Copy out the entries below exactly as they stand, but only from the line containing "Target: new concrete river wall" through the line containing "Where can the rocky".
******************************
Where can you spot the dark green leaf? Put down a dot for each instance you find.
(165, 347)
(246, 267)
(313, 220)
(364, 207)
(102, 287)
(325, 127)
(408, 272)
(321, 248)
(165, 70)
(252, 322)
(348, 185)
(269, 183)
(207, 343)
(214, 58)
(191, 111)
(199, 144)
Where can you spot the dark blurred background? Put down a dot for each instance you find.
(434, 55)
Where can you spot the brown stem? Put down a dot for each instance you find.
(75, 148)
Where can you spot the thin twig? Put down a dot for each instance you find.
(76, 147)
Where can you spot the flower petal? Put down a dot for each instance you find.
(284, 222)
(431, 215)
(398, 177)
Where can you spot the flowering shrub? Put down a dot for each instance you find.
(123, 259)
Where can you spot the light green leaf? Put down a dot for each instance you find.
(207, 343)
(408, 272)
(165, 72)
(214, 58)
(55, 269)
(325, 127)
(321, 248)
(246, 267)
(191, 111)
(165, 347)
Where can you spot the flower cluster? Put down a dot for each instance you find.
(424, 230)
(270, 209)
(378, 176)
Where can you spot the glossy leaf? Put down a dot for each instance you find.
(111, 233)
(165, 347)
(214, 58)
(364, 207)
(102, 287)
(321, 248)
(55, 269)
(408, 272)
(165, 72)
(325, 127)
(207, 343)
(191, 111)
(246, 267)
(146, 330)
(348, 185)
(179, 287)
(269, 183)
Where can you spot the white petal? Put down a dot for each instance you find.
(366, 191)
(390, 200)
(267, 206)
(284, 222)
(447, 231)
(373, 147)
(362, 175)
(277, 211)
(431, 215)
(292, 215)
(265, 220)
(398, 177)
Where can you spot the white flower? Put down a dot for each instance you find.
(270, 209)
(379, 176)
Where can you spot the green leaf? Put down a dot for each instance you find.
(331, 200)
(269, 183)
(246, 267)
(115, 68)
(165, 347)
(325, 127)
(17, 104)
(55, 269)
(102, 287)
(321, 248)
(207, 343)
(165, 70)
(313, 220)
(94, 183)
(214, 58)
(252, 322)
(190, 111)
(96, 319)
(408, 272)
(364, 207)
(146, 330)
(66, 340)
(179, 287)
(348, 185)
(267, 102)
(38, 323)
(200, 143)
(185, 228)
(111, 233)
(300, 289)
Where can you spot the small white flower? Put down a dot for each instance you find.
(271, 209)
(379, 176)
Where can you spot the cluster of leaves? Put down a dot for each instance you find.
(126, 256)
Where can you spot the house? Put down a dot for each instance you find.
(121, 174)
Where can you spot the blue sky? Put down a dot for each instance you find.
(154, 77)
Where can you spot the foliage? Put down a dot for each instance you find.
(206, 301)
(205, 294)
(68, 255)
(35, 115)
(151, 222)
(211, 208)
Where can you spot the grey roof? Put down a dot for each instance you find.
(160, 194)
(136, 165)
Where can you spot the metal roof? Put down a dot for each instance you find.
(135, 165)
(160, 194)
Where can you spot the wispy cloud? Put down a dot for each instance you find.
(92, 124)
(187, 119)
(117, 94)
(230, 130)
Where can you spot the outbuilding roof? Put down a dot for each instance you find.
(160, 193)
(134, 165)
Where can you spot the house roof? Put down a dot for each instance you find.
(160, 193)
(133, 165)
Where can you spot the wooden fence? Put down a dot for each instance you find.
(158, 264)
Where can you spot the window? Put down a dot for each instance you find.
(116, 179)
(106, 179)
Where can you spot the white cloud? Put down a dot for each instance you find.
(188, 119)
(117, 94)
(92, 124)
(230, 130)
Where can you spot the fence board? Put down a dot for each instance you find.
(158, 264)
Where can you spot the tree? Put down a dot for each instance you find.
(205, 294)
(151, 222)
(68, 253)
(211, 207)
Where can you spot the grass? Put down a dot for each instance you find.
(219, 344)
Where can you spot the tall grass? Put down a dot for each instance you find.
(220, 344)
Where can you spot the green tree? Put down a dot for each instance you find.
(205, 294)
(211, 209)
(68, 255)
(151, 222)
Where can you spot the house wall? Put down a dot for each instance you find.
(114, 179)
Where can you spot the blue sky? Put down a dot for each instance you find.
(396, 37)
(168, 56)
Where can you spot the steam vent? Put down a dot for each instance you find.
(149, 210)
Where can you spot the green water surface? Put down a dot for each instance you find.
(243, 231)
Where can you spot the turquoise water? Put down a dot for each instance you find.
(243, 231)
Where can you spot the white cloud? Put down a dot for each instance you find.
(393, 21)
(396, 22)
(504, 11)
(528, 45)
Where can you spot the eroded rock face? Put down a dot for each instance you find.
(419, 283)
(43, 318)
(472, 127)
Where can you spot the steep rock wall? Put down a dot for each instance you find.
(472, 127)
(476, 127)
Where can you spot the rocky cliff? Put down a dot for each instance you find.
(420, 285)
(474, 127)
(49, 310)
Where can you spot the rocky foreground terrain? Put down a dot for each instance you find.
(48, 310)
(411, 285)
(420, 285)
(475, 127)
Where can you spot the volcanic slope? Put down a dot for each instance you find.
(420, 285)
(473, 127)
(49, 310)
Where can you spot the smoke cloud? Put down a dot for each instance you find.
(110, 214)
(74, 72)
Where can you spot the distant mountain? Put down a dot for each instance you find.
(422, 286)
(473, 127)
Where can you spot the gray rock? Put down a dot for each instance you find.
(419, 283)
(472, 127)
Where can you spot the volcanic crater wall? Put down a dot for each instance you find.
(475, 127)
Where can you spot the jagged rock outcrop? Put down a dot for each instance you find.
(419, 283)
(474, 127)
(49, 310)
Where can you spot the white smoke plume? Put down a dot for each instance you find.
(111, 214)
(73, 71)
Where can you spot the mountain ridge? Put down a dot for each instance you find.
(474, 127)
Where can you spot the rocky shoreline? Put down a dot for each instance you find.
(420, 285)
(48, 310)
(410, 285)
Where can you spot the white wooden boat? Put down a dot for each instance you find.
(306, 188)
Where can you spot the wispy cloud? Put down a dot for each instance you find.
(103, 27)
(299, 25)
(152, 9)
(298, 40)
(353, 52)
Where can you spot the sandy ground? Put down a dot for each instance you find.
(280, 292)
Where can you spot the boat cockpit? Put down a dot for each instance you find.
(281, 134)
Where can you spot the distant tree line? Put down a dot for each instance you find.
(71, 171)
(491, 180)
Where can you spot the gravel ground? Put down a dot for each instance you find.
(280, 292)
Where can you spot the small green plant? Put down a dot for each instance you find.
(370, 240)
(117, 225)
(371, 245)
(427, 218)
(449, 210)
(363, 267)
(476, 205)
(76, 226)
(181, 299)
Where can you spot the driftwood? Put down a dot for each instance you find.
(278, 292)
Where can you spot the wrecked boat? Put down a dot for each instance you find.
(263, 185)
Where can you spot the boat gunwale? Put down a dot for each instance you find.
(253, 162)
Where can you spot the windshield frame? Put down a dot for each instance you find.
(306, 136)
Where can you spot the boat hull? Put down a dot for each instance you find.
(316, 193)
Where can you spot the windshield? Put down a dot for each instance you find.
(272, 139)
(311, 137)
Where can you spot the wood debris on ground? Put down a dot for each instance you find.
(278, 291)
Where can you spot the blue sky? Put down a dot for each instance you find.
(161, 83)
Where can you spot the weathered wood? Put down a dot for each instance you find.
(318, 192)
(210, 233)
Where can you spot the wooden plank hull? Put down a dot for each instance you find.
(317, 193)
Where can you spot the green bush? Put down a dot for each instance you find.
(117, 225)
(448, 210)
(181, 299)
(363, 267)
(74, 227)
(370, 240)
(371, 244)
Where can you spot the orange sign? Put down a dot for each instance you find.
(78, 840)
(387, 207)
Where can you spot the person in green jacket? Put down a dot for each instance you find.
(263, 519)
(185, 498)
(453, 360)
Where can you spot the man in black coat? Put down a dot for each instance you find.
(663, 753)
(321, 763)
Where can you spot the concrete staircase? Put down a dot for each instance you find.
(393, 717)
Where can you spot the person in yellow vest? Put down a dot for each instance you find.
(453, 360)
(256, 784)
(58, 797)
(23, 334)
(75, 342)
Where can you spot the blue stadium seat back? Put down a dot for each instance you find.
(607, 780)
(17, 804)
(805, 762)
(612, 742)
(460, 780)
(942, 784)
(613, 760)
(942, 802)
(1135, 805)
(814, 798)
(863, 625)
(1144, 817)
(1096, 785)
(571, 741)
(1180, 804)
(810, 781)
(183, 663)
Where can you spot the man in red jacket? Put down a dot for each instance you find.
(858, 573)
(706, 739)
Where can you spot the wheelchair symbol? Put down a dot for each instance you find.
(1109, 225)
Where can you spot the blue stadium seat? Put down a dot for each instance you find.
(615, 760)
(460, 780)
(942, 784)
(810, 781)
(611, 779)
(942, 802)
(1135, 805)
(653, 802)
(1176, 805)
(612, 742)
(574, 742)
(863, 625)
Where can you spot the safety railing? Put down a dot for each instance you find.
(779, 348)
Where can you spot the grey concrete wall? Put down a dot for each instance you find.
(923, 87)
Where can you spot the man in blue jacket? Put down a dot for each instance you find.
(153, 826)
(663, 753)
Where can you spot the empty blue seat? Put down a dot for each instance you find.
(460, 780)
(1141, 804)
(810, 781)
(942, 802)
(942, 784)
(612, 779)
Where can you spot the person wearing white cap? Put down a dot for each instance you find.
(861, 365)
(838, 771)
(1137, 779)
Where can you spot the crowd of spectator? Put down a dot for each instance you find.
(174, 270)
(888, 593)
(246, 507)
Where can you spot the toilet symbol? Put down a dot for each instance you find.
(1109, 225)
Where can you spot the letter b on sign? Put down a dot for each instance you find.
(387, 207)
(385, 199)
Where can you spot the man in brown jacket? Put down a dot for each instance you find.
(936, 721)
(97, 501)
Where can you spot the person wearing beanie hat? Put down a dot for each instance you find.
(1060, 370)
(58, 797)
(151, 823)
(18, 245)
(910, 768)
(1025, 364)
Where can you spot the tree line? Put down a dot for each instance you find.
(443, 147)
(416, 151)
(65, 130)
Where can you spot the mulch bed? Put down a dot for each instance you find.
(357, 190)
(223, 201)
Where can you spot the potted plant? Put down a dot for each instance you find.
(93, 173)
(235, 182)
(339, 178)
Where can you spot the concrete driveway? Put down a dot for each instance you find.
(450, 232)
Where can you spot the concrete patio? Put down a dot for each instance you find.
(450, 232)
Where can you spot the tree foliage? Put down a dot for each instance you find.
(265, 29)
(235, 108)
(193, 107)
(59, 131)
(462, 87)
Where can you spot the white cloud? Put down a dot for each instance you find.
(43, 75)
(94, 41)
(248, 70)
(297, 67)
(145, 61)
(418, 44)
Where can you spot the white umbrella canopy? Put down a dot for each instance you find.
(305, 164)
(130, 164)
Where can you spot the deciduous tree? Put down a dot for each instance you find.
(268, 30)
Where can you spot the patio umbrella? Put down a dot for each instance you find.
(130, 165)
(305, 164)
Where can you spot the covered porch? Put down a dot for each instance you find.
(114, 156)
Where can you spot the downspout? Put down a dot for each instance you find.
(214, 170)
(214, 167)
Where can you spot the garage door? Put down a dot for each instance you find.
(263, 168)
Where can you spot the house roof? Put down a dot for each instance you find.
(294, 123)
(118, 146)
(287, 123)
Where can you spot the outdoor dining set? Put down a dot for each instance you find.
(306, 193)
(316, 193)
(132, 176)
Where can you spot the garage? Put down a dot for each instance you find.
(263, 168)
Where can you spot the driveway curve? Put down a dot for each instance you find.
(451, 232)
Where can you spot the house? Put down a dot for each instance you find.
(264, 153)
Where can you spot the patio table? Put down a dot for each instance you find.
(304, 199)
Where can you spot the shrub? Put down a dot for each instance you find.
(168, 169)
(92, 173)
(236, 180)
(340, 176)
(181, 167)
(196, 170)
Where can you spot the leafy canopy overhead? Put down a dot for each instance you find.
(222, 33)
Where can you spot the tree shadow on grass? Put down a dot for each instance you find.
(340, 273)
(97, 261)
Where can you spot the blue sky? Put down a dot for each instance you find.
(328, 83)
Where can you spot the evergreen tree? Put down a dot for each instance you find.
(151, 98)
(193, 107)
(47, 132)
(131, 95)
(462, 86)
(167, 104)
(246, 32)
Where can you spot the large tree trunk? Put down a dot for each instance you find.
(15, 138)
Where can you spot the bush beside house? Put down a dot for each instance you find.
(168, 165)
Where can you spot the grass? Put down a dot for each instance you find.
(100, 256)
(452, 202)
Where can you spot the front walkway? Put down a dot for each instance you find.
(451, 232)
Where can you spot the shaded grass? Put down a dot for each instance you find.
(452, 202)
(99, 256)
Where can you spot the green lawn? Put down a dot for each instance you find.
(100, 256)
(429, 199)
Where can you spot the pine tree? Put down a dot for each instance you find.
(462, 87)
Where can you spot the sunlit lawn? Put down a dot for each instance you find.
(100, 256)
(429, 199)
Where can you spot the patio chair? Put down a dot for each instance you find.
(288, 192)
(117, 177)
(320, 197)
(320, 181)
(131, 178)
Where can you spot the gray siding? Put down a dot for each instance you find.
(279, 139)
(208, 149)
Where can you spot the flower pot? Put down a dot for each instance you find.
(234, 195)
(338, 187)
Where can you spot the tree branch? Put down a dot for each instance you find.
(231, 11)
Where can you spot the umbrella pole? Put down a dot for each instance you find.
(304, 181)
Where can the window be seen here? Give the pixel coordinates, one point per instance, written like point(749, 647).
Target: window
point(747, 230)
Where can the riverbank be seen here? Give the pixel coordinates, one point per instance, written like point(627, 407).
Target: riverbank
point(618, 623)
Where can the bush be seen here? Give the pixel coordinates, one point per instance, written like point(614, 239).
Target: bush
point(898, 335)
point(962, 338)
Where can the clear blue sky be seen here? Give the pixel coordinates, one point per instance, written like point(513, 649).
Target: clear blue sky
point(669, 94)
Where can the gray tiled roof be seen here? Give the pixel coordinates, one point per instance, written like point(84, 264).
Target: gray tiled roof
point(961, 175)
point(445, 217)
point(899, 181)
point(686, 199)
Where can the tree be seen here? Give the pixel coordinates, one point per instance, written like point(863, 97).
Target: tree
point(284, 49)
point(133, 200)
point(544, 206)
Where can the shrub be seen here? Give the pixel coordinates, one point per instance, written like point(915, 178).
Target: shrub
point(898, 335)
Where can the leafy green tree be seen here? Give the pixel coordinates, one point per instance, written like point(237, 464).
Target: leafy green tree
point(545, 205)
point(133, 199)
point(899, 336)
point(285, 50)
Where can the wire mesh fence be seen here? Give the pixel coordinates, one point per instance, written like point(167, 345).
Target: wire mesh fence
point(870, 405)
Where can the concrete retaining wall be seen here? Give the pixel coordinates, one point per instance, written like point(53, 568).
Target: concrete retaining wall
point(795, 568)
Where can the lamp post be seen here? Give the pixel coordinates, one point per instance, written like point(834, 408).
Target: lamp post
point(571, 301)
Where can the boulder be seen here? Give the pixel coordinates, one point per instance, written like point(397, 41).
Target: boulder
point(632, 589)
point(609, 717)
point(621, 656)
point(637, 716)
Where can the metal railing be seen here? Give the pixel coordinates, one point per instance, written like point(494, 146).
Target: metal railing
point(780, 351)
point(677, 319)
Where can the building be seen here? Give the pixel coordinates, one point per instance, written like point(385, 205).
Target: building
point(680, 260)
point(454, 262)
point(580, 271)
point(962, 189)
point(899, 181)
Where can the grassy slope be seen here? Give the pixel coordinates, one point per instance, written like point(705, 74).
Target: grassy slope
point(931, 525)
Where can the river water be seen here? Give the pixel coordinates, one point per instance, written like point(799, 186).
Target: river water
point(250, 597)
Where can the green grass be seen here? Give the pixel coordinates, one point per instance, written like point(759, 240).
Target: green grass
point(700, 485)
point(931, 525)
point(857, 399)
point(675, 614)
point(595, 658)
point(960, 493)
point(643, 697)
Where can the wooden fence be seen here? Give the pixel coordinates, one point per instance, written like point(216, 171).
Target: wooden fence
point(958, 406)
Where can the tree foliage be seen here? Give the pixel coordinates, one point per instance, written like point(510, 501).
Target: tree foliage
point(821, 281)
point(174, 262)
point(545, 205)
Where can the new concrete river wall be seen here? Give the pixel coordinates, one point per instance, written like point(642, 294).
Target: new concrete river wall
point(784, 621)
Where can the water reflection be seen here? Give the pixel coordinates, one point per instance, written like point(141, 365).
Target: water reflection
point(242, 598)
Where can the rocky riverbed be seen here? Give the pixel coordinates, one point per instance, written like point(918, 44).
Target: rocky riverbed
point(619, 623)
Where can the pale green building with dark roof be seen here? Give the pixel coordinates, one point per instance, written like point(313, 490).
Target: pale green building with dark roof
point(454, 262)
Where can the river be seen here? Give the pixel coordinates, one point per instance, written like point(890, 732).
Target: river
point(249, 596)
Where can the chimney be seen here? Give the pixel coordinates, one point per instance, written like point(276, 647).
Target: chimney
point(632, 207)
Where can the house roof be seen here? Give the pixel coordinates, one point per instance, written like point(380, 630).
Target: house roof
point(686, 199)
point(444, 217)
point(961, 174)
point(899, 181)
******************************
> Your solution
Target: new concrete river wall
point(784, 621)
Where can the water reflection be seen here? Give the pixel coordinates, one point per instance, written like point(141, 365).
Target: water reflection
point(242, 598)
Where can the rocky riverbed be seen here? Give the pixel coordinates, one point per instance, written like point(918, 44).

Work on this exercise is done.